§ EXERCISE INSTRUCTIONS:
**a.** Sum up the piece on Twitter verifying a fake Cormac McCarthy account in two sentences.
**b.** Using the piece on Twitter verifying a fake Cormac McCarthy account, answer these questions.
(i) In what year did Twitter first verify a fake McCarthy account?
(ii) To which outlet did the representative for McCarthy's agent confirm the account was fake?
(iii) How old is McCarthy, according to the piece?

§ READING PASSAGE:
☆ ☆ ☆
Twitter’s verification process is notoriously slapdash, but you’d expect the company not to fall for the exact same fake twice, right? Wrong!
In 2012, Twitter verified an account supposedly belonging to illustrious author Cormac McCarthy, which was in reality started by an unpublished novelist. Now, in 2021, it’s done the same thing again, briefly verifying a second McCarthy fake under the handle @CormacMcCrthy.
The account has now been un-verified, but a representative for McCarthy’s agent at ICM Partners confirmed to The Verge that it was fake. “I can confirm that this is definitely not a genuine Cormac McCarthy account,” they said. “Twitter is aware of this situation and we hope to have the issue resolved shortly.” Twitter has yet to respond to a request for comment from The Verge.
It is certainly hard to believe that the 88-year-old McCarthy — best known for the unrelenting darkness and violence of his many novels, including The Road, Blood Meridian, and No Country for Old Men — would ever tweet anything quite as twee as the following:
But apparently Twitter HQ was none the wiser.
☆ ☆ ☆
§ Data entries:
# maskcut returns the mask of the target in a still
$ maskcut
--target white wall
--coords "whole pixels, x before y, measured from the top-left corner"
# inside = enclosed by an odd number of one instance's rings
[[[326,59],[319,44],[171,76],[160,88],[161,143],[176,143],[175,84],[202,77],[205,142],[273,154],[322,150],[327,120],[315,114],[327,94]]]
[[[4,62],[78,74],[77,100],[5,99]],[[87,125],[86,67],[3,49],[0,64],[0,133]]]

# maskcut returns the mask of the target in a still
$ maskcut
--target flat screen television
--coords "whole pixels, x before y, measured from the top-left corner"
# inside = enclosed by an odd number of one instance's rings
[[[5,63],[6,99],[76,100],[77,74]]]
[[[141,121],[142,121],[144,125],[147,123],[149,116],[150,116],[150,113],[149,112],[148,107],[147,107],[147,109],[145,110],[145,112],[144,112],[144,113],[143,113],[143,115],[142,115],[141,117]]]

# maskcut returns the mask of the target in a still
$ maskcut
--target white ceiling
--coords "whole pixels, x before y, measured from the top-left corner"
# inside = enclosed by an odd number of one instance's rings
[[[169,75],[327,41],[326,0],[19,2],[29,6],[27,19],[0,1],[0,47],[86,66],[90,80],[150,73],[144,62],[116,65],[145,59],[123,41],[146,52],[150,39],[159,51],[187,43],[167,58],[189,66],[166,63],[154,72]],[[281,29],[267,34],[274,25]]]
☆ ☆ ☆
§ ANSWERS TO THE EXERCISES:
**a.** In 2021 Twitter briefly verified a fake Cormac McCarthy account under the handle @CormacMcCrthy, after already verifying a different fake McCarthy account in 2012. The account has since been un-verified, and a representative for McCarthy's agent at ICM Partners confirmed to The Verge that it was not genuine.

**b.**
(i) 2012
(ii) The Verge
(iii) 88